▶ **WHAT TO DO**:
The answer is every line of the records that holds the word "water", copied in full.

▶ **EXERCISE DATA**:
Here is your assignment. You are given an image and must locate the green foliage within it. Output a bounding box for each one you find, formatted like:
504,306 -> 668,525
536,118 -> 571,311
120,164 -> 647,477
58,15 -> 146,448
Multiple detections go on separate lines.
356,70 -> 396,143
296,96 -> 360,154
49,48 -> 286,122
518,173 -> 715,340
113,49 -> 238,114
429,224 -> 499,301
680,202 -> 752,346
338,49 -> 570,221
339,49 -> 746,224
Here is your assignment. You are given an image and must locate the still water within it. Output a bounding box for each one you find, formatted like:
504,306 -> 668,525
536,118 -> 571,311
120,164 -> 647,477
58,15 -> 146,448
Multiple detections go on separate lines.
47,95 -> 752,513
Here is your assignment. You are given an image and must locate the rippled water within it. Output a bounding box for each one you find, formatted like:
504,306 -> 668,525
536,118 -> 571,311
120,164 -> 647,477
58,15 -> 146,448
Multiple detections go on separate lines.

▶ **EXERCISE OUTPUT**:
Here is your assignment. You are given an image and must locate the still water within it. Output a bounding box for each one you find, formatted like:
Here is your assignment. You are given an image and must locate the rippled water within it. Output a bounding box for each one you find, formatted like:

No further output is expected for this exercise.